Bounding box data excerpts
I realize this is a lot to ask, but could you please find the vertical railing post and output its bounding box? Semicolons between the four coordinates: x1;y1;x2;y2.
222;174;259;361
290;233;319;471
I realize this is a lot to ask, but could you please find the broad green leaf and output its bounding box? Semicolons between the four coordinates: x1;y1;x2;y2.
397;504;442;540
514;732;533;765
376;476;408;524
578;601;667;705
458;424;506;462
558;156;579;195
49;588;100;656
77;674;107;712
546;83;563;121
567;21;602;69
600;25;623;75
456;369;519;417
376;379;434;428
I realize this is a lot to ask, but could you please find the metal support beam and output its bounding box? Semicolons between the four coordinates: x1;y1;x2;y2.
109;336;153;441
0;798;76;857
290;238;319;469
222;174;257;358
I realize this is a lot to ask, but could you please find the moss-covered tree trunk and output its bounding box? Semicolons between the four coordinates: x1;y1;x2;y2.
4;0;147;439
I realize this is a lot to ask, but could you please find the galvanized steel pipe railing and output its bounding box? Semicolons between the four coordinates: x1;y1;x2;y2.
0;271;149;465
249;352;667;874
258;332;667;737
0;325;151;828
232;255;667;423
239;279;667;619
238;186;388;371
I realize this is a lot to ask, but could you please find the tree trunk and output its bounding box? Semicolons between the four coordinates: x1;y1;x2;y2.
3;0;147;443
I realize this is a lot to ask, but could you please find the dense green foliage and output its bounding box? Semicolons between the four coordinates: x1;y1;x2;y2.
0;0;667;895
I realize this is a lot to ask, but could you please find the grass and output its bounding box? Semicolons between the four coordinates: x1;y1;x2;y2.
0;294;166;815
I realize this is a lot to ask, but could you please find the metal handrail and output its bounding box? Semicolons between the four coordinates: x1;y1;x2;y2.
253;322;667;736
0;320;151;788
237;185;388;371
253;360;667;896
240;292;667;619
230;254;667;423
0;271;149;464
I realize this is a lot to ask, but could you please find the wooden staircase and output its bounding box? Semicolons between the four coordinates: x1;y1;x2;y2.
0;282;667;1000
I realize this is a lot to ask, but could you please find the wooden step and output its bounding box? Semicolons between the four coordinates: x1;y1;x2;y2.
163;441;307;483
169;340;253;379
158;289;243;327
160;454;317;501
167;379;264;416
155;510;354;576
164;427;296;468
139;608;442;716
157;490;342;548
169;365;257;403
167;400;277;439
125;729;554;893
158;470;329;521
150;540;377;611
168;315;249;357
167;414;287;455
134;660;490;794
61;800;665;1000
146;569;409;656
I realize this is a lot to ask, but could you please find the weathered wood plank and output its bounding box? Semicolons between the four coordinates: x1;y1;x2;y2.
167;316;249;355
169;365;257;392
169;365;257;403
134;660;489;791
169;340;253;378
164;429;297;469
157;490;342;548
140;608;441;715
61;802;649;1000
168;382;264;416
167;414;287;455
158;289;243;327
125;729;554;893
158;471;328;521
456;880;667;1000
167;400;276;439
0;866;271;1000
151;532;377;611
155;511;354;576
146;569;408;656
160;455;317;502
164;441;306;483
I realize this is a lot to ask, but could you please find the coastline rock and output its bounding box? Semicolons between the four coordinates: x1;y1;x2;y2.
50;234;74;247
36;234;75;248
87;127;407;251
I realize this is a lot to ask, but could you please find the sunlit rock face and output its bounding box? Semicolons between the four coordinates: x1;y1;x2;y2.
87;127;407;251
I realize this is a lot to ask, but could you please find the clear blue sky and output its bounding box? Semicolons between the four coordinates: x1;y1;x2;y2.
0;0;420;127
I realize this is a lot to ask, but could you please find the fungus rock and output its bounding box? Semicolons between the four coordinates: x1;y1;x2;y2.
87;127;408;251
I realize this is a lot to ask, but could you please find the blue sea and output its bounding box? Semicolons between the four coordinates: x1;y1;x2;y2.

...

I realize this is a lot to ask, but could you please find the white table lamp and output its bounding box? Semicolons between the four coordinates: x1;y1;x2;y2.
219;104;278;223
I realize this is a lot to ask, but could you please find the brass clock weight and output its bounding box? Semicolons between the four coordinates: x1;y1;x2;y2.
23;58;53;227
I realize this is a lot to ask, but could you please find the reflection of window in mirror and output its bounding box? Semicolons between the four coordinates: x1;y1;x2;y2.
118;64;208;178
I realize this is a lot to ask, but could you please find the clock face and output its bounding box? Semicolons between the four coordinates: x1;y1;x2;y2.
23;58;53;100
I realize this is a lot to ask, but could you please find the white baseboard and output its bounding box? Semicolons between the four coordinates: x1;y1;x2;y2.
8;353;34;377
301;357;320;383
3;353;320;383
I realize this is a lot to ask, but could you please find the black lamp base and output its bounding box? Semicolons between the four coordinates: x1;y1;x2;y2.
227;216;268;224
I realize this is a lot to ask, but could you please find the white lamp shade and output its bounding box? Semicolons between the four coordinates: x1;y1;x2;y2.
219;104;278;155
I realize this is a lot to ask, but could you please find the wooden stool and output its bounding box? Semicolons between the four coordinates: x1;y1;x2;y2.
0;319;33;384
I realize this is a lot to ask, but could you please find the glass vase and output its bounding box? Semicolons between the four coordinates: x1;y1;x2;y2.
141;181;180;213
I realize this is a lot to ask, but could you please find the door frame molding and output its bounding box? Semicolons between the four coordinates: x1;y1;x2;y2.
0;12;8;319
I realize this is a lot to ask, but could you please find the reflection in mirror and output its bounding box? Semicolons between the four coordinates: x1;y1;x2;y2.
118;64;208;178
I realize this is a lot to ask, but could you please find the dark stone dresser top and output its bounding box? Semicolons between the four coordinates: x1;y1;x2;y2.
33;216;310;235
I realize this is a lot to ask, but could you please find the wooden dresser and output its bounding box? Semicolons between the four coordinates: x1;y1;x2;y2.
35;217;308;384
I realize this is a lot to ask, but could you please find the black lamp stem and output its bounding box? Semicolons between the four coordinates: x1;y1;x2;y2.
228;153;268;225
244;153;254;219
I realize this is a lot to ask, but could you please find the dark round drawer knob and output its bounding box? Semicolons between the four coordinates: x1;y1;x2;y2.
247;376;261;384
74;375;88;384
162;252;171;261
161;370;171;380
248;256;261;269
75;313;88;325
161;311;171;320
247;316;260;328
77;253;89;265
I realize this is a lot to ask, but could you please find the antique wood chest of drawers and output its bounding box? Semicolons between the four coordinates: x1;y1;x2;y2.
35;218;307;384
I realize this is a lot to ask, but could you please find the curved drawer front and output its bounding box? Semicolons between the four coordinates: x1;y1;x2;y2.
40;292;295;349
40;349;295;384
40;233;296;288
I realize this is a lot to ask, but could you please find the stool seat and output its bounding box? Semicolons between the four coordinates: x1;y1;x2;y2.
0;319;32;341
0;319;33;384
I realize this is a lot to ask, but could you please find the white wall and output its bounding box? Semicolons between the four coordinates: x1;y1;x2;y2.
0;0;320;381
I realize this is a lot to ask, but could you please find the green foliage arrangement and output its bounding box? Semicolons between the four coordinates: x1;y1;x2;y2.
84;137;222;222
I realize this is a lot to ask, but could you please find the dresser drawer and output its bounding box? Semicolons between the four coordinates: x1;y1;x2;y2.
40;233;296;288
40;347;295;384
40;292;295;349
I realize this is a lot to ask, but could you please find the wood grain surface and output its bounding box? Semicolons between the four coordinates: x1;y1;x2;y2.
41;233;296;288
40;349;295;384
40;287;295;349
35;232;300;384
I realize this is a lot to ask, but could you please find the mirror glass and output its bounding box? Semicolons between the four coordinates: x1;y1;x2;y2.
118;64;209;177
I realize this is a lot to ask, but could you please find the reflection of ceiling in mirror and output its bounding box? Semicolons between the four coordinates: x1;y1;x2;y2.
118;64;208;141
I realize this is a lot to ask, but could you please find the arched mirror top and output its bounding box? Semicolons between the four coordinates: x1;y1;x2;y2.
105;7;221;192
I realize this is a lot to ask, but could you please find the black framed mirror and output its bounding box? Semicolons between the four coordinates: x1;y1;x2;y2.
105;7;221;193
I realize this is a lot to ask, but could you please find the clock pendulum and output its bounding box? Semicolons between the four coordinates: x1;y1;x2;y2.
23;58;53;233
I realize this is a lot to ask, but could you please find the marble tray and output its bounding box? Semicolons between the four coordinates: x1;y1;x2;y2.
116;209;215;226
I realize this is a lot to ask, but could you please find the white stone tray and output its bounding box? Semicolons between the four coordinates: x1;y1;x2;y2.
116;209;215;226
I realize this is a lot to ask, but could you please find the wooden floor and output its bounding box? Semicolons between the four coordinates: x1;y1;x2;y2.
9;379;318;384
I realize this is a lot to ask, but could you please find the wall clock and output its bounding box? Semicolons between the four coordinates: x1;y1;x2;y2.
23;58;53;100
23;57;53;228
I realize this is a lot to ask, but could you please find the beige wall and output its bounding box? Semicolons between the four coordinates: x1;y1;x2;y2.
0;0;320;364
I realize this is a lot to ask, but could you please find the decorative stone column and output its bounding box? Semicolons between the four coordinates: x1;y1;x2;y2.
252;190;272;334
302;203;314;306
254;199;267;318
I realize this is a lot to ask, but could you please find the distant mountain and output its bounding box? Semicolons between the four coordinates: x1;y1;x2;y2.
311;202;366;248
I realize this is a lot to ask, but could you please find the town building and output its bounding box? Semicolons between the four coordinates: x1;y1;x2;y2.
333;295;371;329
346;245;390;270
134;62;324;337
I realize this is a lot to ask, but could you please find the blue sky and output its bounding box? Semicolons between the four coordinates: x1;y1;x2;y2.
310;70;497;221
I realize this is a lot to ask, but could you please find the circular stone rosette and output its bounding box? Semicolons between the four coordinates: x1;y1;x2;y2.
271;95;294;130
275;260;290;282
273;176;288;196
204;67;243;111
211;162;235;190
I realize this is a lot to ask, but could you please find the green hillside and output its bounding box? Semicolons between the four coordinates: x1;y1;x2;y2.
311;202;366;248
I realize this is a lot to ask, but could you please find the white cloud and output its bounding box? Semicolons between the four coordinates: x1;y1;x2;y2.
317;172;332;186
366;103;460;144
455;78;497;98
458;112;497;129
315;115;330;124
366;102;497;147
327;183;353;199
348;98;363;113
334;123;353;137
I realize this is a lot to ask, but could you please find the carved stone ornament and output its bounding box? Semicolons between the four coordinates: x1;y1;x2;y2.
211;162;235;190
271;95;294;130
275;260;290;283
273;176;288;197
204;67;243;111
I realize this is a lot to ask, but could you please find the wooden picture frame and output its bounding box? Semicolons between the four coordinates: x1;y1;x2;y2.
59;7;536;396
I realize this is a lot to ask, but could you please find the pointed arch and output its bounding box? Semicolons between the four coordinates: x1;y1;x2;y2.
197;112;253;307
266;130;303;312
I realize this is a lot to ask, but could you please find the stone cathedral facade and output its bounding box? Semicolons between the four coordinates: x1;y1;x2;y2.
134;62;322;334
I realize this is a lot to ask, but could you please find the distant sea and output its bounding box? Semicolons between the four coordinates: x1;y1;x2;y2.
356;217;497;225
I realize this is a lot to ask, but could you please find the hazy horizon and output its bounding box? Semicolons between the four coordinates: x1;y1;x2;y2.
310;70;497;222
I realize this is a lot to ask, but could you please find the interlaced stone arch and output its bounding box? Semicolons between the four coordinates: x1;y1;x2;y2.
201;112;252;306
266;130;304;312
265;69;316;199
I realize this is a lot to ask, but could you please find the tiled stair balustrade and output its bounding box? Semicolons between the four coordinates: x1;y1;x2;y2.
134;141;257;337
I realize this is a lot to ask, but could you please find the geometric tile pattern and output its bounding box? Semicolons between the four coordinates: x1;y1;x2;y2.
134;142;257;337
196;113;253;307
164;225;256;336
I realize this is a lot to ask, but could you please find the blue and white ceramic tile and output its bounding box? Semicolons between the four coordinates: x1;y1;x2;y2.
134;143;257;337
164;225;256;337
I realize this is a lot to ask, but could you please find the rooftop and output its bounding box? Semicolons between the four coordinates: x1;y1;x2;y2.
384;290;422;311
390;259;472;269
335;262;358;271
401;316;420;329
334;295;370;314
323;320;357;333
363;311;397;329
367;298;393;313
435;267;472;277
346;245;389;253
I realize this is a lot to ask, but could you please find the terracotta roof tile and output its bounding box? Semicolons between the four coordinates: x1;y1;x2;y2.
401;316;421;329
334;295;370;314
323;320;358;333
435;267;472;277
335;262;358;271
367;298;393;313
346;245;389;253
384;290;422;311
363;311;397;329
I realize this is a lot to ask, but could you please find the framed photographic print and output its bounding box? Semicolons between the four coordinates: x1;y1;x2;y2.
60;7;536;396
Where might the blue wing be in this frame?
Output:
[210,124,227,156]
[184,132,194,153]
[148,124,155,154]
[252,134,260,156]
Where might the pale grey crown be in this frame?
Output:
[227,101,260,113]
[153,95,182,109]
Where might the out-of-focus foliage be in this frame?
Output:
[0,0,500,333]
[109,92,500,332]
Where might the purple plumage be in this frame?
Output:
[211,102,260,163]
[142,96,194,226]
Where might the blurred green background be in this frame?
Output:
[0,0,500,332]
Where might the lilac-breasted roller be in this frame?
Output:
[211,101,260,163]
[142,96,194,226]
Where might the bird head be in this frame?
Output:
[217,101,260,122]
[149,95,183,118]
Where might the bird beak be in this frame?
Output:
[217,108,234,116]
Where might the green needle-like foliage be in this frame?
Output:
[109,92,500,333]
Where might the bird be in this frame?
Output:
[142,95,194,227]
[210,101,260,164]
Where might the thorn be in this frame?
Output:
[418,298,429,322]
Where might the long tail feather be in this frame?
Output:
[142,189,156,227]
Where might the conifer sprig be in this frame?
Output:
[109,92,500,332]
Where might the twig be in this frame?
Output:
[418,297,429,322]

==

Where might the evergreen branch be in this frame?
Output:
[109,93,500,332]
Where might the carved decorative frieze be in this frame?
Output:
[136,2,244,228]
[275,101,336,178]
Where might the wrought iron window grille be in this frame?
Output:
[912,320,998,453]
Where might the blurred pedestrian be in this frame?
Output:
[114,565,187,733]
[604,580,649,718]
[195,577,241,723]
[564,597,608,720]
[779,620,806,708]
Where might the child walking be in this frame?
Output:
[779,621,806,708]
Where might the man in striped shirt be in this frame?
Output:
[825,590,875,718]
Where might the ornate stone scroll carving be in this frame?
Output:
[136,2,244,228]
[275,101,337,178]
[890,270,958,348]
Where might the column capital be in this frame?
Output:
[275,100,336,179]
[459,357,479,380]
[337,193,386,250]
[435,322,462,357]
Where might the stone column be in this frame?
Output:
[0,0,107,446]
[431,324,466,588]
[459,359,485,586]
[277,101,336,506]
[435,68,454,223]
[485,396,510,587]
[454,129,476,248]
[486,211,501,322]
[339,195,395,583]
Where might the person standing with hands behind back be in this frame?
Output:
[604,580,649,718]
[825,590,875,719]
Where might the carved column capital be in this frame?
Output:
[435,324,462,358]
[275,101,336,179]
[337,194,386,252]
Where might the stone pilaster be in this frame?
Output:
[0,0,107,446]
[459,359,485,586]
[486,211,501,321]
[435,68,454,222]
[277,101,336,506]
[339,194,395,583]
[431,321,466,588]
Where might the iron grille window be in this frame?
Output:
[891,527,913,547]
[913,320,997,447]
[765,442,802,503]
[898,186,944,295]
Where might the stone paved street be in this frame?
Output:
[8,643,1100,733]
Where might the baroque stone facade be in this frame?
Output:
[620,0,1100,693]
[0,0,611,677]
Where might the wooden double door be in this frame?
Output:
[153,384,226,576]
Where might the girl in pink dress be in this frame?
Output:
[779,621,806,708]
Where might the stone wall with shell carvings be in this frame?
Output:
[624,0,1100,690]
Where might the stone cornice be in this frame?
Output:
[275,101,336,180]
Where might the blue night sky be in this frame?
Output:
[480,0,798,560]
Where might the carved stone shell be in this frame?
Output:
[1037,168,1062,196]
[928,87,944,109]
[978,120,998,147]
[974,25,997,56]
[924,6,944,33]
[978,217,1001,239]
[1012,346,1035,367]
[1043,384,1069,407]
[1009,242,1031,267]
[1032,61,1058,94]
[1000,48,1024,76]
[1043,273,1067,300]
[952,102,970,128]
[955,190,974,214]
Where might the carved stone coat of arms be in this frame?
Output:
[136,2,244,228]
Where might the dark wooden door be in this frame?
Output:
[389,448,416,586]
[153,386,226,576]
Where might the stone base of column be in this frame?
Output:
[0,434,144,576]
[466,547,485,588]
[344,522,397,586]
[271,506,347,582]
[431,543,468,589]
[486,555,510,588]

■ JOB ■
Quote the rows verbatim, beginning at the line containing "Where might the stone column" and continuing through the line containing "[337,194,386,252]", with both of those lines included.

■ COMPLETE OUTPUT ■
Where might the stone column be in this frame?
Output:
[0,0,107,446]
[431,324,466,588]
[459,359,485,586]
[277,101,336,506]
[435,68,454,223]
[485,396,510,587]
[454,129,476,248]
[486,211,501,322]
[339,195,395,583]
Where might the person standing with hands behind back be in this frame?
Output:
[604,580,649,718]
[825,590,875,719]
Where might the carved column capital be in this frame?
Output:
[435,324,462,358]
[275,101,336,179]
[337,194,386,252]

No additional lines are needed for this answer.